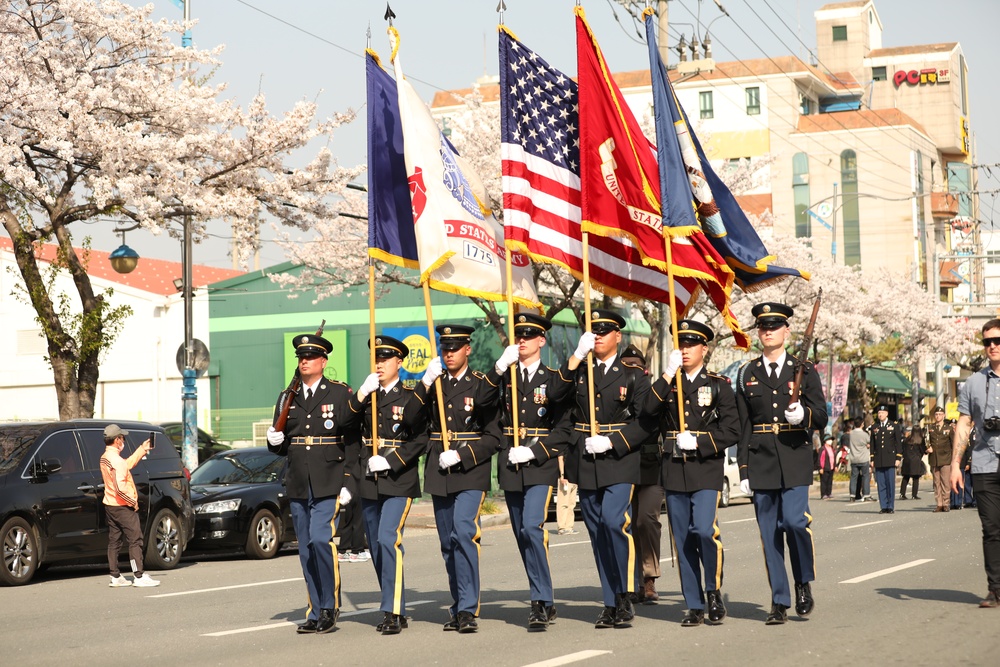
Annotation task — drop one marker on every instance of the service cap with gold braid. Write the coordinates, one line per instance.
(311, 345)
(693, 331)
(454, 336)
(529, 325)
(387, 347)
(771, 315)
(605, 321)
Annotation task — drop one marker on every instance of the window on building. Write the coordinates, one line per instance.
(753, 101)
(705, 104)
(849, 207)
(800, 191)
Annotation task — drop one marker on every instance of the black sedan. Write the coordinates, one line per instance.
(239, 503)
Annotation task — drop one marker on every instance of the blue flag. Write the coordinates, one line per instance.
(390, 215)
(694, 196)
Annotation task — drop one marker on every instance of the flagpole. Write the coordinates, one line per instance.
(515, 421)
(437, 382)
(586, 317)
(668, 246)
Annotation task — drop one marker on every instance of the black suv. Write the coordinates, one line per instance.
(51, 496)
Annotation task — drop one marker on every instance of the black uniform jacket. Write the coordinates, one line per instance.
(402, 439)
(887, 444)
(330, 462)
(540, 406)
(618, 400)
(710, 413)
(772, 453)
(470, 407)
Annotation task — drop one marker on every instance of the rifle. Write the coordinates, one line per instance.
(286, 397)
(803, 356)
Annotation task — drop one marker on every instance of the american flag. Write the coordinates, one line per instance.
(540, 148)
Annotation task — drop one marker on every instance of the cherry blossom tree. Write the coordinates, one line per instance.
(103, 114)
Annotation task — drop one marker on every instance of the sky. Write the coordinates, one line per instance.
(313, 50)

### Instructions for the task
Give the data from the line containing "tree. Write the coordinates, one line per instance." through the last line of the data, inclusive, as a JSON list of strings with one string per line and no blank lines.

### The response
[
  "Annotation task — drop one marker on every instance of the cherry blossom tree. Write the coordinates, one line per instance.",
  "(103, 114)",
  "Annotation task — drop one marker on every instance of the sky. Write the coordinates, one line per instance.",
  "(313, 50)"
]